Penulis: Ahmad Wadud al-Umam*
Ilmu menjadi landasan penting dalam menjalani kehidupan. Seseorang yang hidup tanpa dibekali ilmu, akan tergilas zaman seiring cepatnya roda yang berputar. Ilmu sebagai penerang dalam kegelapan, menuntun si empunya mencapai segala hal yang diinginkan tak terkecuali keluhuran dan kemuliaan. Kemuliaan itu dipahat dengan segala upaya, kemuliaan itu juga hanya teruntuk para pemberani yang bersedia menelusuri kegelapan di dalam ketidaktahuan. Oleh sebab itu, Rasulullah SAW menegaskan dalam hadisnya bahwa setiap muslim baik laki-laki maupun perempuan mendapat kewajiban untuk belajar dan menuntut ilmu.
Dalam kitab Ta’limul Muta’allim pada sub-bab fashl: fii mahiyatil ‘ilm wal fiqh wa fadhlih karya Imam Az-Zarnuji, Rasulullah SAW bersabda:
“طلبُ العلمِ فريضةٌ على كلِّ مسلمٍ و مسلمةٍ”

Informasi yang diberikan:
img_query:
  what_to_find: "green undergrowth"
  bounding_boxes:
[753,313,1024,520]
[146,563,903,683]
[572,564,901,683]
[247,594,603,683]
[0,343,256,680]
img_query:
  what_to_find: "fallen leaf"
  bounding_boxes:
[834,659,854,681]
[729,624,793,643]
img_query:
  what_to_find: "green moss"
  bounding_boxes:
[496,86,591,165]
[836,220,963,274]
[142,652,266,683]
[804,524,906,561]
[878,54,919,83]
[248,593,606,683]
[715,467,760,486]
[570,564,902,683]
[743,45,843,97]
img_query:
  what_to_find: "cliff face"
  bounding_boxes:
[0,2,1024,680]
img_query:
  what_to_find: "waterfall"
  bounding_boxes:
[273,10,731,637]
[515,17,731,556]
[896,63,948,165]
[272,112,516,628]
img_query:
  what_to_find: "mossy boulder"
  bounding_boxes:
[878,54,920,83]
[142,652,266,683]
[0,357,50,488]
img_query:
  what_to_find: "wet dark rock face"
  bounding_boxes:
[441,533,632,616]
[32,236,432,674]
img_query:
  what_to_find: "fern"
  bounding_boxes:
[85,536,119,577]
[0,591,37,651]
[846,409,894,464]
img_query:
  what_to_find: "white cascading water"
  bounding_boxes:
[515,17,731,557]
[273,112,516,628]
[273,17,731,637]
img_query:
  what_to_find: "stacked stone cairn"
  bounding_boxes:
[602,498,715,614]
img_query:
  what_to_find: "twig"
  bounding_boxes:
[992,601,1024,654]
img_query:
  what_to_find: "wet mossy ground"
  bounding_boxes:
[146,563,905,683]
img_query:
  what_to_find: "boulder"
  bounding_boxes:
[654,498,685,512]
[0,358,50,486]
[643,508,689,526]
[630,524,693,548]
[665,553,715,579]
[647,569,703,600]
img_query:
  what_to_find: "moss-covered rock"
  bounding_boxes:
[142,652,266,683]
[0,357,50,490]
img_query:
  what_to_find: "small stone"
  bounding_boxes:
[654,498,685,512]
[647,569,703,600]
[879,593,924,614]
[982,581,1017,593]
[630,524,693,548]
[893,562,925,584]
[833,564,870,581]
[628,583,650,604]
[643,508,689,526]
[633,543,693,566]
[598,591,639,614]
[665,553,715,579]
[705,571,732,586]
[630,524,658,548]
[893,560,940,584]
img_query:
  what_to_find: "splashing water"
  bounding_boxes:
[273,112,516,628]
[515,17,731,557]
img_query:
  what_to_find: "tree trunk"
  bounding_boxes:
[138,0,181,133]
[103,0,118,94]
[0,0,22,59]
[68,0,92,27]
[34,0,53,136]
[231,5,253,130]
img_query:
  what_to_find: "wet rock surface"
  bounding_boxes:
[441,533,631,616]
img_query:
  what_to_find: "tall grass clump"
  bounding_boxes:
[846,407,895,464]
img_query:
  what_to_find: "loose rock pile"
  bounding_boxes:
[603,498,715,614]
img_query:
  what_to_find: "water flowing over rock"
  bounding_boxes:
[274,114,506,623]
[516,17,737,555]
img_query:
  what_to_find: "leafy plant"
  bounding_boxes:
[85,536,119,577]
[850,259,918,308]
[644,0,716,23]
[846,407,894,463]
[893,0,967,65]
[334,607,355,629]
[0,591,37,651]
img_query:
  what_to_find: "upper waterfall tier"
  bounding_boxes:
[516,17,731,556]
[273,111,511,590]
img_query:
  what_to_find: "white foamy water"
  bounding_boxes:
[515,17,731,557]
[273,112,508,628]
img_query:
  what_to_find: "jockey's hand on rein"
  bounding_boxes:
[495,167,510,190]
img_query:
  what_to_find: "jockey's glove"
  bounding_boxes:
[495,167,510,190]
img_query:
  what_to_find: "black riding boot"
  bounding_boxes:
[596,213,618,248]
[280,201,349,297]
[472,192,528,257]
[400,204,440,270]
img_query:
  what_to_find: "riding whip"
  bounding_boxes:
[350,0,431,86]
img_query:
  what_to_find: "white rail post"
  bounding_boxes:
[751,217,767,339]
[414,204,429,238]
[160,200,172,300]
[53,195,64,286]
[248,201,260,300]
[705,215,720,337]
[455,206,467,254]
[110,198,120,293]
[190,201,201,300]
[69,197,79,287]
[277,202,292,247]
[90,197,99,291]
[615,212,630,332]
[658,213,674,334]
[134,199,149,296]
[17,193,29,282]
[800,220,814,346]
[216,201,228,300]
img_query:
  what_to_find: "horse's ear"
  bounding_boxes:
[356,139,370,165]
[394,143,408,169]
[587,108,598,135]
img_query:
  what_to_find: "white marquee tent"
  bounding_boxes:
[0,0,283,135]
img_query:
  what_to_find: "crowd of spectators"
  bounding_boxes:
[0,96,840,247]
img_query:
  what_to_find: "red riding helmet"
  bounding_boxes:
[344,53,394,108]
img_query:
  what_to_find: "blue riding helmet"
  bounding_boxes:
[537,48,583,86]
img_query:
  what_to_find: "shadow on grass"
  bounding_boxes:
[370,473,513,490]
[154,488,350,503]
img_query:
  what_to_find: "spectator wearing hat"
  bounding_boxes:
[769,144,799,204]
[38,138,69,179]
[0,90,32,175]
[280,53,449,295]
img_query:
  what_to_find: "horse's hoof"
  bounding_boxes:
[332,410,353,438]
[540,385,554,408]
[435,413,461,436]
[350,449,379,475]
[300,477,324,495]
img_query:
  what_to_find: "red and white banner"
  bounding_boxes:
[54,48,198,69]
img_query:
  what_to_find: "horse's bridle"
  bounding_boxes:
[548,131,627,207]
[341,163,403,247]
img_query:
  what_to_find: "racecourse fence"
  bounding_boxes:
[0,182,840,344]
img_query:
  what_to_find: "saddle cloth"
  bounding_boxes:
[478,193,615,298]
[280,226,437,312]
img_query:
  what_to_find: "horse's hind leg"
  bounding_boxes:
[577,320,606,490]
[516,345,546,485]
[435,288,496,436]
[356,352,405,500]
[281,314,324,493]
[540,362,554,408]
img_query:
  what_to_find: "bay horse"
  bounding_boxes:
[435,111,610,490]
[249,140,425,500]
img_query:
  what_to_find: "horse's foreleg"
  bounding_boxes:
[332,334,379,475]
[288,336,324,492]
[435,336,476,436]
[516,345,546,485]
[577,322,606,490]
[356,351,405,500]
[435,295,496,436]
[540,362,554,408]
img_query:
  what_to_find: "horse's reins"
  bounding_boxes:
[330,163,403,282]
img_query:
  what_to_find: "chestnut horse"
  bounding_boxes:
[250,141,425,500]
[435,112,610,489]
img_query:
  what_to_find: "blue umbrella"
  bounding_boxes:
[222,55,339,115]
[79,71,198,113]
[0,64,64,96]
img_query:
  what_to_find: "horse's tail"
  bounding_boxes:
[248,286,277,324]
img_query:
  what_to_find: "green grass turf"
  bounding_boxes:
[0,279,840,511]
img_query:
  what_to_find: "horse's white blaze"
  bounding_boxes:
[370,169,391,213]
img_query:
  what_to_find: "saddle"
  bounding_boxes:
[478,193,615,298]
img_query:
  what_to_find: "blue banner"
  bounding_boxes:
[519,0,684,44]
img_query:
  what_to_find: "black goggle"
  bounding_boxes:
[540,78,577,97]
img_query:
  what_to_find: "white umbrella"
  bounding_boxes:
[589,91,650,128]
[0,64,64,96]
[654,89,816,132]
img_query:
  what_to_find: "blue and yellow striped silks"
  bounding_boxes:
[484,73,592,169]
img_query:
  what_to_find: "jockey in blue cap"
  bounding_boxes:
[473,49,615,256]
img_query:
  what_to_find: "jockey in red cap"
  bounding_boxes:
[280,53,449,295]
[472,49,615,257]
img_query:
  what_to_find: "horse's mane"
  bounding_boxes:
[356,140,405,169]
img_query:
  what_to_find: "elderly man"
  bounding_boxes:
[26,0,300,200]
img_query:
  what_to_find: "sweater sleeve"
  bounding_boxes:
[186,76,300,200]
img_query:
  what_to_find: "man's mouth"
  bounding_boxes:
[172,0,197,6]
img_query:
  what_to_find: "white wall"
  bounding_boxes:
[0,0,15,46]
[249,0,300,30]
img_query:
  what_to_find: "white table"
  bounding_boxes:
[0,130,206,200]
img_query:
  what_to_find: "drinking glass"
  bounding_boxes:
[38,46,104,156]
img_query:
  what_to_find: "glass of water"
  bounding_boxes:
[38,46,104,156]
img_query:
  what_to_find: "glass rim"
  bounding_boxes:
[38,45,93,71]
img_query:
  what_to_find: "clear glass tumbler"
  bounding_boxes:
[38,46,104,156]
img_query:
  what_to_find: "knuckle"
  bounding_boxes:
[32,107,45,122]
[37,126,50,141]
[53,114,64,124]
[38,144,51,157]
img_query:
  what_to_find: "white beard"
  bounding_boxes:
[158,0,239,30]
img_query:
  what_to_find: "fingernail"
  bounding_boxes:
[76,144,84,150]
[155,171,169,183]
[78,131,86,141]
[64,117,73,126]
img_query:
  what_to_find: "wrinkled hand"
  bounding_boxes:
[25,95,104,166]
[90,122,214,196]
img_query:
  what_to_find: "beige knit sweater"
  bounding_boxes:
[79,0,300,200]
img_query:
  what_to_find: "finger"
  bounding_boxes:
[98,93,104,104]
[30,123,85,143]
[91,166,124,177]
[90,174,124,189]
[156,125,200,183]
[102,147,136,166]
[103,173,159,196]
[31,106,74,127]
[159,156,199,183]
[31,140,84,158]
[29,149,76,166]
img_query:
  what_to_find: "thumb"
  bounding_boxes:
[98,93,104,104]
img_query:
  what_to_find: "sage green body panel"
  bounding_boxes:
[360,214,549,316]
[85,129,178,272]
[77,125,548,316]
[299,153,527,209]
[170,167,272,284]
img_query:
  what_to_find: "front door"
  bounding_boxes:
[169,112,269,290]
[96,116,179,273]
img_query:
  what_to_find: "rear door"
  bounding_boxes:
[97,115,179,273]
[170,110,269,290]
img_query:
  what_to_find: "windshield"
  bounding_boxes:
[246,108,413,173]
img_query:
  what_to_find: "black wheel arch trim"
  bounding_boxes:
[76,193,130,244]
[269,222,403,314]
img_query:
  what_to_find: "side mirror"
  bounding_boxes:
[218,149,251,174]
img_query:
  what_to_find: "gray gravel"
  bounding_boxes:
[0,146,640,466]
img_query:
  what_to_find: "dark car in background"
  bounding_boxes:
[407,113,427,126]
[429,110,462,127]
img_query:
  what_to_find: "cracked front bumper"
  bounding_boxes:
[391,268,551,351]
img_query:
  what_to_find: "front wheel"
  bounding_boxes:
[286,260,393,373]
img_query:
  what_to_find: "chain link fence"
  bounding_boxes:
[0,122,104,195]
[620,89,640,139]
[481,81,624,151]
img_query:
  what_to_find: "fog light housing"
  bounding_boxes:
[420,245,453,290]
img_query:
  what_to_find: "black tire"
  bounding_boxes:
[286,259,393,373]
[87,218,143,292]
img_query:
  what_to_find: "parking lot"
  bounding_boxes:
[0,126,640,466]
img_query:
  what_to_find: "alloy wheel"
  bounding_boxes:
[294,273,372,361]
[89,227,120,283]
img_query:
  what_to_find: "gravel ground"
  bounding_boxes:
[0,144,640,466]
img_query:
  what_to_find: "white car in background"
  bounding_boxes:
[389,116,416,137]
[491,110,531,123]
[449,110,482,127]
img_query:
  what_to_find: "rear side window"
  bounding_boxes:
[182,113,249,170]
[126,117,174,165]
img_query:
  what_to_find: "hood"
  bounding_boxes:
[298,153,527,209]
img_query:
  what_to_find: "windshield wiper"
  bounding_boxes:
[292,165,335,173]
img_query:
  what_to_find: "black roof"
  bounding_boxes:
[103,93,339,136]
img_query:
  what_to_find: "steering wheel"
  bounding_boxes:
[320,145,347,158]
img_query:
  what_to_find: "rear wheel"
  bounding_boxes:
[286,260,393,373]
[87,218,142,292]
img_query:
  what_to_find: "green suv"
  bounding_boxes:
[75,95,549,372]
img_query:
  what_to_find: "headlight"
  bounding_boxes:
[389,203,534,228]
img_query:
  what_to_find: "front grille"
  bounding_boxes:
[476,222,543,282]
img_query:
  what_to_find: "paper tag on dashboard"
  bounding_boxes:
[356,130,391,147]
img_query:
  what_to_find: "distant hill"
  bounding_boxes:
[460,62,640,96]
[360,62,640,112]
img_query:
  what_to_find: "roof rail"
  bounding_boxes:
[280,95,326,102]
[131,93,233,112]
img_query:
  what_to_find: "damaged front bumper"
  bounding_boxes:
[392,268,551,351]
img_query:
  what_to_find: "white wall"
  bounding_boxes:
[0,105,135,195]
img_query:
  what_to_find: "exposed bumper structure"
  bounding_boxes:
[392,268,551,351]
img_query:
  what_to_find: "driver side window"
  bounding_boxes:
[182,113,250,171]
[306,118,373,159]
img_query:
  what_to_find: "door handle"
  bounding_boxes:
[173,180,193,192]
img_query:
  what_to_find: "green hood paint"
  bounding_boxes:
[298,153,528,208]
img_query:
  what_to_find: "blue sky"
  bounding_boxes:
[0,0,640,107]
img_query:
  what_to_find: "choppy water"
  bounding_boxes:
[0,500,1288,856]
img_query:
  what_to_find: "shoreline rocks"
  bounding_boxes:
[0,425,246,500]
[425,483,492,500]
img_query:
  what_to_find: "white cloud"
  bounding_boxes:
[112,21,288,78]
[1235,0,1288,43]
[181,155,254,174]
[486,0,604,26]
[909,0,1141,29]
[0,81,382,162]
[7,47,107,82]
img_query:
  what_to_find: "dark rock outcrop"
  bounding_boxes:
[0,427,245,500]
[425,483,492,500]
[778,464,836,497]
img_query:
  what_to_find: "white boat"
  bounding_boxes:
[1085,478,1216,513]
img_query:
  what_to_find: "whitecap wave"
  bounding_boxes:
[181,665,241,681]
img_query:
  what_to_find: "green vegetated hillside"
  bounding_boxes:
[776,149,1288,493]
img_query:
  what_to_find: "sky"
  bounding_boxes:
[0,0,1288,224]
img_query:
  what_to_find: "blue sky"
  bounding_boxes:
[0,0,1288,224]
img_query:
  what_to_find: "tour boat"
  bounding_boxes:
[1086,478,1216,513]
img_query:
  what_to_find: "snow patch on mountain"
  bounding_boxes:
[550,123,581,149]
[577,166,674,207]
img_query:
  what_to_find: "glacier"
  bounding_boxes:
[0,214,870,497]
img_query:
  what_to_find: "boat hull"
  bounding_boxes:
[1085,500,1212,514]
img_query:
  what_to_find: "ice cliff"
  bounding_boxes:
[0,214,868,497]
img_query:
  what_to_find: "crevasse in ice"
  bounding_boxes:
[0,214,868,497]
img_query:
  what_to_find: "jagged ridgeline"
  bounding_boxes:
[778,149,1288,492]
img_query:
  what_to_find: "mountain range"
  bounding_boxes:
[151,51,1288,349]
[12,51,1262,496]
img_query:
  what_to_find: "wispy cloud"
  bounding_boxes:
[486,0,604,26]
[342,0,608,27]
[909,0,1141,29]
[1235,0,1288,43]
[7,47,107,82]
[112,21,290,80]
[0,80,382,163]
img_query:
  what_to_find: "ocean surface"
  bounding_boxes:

Tugas singkat A:
Menurut tulisan tentang menuntut ilmu, sabda Rasulullah SAW itu dikutip dari kitab apa dan karya siapa?
Tugas singkat B:
Teruskan tulisan tentang kewajiban menuntut ilmu dari bagian terakhirnya.

Jawaban A:
Dari kitab Ta’limul Muta’allim karya Imam Az-Zarnuji.

Jawaban B:
Artinya: “Menuntut ilmu itu wajib hukumnya atas setiap muslim laki-laki dan perempuan.”
Urgensi ilmu perlu dipahami betul, mengingat ilmu tidak hanya sebagai kewajiban semata, tetapi juga sebagai faktor paling fundamental dalam meraih kemuliaan hidup baik di dunia maupun di akhirat. Kemuliaan yang Allah janjikan bagi setiap hambanya yang mau bersusah payah menggeluti dan menuntut ilmu-Nya, termaktub dalam hadis Rasulullah SAW
“ومن سَلكَ طريقاً يَلتمسُ فيه عِلماً سَهَّلَ اللهُ له به طريقًا إلى الجنّةِ”
Artinya: “Siapa yang menempuh jalan untuk mencari ilmu, maka Allah SWT akan mudahkan baginya jalan menuju surga.” (HR Muslim no. 2699).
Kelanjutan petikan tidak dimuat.